> Task instructions
Which lines below contain "blurred"? Copy every one of them.

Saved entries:
BEGIN

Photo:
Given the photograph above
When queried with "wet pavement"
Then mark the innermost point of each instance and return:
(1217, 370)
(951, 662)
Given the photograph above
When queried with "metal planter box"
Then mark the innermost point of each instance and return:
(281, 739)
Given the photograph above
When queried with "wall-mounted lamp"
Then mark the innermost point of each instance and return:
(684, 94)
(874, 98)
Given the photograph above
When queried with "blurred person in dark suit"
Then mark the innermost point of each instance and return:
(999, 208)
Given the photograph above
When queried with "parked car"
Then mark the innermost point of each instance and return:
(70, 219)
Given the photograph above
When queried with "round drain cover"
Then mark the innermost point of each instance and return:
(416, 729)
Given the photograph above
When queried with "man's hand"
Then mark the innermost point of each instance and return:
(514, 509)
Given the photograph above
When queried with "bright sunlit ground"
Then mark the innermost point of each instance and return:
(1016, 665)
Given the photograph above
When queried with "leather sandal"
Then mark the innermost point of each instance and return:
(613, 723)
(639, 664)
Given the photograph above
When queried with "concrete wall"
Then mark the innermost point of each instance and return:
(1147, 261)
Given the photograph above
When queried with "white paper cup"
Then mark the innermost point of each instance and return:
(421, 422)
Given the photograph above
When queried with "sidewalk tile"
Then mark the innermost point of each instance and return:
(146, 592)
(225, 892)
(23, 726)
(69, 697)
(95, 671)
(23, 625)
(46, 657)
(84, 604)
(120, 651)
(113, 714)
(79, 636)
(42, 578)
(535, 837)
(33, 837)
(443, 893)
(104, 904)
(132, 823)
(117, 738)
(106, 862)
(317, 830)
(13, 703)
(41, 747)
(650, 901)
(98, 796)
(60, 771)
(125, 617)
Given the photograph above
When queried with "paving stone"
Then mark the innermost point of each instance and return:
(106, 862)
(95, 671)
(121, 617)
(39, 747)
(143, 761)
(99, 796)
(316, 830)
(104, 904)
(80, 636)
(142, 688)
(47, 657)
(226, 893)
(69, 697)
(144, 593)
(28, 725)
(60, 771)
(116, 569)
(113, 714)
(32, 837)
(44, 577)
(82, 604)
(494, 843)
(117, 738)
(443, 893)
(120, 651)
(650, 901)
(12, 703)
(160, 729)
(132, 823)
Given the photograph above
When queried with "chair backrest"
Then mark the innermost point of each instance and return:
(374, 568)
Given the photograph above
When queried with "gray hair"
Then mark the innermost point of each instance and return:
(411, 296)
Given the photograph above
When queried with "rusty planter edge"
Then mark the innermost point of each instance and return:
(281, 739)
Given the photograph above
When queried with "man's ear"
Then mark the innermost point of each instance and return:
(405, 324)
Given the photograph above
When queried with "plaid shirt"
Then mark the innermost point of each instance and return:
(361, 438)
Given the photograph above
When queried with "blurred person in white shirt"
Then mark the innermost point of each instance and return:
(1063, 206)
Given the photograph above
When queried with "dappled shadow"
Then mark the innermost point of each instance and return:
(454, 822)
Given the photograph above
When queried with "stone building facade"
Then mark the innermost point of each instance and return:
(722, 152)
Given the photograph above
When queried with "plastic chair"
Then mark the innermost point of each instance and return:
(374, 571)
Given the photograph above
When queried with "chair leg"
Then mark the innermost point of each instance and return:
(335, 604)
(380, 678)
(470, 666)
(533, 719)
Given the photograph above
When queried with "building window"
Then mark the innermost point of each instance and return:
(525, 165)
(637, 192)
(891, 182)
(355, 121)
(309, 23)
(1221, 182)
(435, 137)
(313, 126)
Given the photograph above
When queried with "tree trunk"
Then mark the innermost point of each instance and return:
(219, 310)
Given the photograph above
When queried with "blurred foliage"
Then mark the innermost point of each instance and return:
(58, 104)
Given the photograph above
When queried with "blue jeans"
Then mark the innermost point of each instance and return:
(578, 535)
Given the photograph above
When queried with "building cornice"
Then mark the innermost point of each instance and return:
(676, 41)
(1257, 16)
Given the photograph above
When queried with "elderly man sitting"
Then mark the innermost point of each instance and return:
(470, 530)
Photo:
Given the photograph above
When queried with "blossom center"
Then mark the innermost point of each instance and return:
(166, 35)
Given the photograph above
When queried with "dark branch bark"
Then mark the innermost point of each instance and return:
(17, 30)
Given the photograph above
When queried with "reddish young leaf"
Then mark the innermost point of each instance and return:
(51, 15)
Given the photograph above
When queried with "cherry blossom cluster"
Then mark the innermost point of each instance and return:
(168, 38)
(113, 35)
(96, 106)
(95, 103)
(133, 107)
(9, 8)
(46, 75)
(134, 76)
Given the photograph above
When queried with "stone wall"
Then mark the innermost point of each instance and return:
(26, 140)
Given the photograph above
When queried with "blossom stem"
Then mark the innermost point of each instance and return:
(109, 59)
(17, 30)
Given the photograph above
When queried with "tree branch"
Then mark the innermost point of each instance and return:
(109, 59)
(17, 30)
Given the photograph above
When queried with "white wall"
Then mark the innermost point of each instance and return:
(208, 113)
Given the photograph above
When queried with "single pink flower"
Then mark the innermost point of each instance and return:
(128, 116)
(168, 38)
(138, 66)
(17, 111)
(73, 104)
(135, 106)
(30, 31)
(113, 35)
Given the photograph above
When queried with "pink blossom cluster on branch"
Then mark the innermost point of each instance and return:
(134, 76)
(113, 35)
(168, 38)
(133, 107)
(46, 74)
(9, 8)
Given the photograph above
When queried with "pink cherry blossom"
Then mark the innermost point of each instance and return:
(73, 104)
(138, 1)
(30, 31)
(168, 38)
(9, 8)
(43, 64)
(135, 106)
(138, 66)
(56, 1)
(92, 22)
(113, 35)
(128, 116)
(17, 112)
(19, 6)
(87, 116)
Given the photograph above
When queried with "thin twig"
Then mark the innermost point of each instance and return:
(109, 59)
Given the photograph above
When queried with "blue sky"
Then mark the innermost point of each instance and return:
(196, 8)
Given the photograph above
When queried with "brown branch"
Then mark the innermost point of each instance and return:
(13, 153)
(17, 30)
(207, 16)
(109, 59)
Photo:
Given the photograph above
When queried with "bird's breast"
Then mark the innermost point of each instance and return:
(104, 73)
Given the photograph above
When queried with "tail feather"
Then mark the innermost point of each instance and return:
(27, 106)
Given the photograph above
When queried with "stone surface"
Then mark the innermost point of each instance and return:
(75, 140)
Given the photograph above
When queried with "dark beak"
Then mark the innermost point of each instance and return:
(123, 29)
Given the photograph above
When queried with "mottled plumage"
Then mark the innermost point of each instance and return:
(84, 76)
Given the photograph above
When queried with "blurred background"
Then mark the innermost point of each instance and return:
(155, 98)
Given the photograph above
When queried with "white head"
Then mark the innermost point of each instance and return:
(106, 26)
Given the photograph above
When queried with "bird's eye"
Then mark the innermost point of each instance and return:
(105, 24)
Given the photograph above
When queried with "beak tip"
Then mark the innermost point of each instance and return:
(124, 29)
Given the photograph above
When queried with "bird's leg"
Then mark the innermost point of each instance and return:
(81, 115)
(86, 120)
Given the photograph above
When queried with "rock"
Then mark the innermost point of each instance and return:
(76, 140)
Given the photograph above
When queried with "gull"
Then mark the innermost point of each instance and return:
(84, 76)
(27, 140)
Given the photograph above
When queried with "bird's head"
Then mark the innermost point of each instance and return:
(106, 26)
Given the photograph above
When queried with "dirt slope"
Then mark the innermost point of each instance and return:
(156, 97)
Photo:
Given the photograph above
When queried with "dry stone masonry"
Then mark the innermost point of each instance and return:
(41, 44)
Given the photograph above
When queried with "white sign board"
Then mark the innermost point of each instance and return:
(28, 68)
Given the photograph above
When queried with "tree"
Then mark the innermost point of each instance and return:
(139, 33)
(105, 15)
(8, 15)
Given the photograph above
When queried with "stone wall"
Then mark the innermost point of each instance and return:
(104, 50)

END

> Exercise result
When queried with "blurred person in dark suit"
When queried with "blurred person in white shirt"
When queried with "blurred foliage"
When queried with "blurred background"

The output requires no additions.